_Dataset entries:_
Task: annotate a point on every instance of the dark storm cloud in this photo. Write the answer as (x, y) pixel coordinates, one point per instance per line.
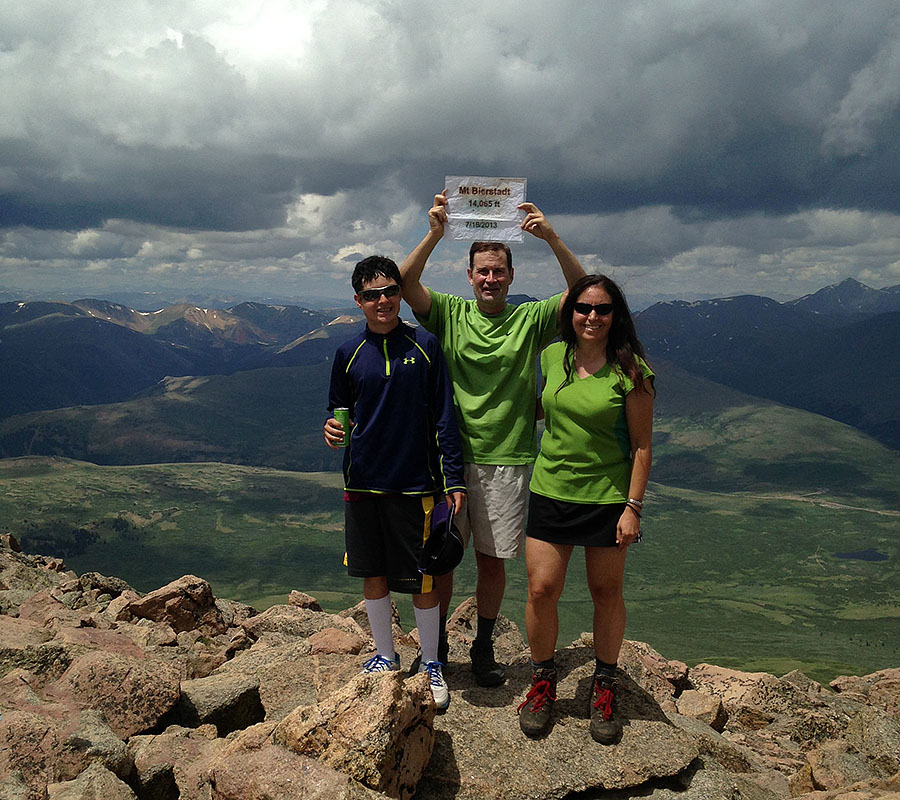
(650, 131)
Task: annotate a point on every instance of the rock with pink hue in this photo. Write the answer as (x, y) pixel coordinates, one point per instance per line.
(294, 621)
(25, 644)
(185, 604)
(228, 701)
(836, 764)
(80, 640)
(378, 730)
(162, 763)
(332, 640)
(29, 746)
(876, 736)
(289, 675)
(133, 694)
(95, 783)
(888, 789)
(251, 767)
(303, 600)
(880, 688)
(118, 609)
(46, 609)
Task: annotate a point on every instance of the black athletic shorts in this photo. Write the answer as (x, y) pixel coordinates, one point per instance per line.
(384, 535)
(562, 522)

_AIM:_ Can you repeat the data above word for word, leaving out the pictures?

_SOLVED EXERCISE:_
Task: annotate a point on every instance of the dark storm cloud in this photo. Write the answer as (x, y) pixel coordinates, one point per instance per line.
(650, 131)
Task: annotate a point on every instance of the rock with pink hue in this photo. Write the answer as (x, y) pixel coordinates, one point per instance per line.
(294, 621)
(25, 644)
(185, 604)
(228, 701)
(836, 764)
(80, 640)
(378, 730)
(162, 763)
(332, 640)
(29, 746)
(876, 736)
(289, 675)
(133, 694)
(95, 783)
(888, 789)
(251, 767)
(303, 600)
(880, 688)
(118, 609)
(46, 609)
Task: annotate a point on every instance of the black athletic shorts in this photo. Write the answer as (x, y) pixel coordinates, one point per instance per line.
(384, 535)
(562, 522)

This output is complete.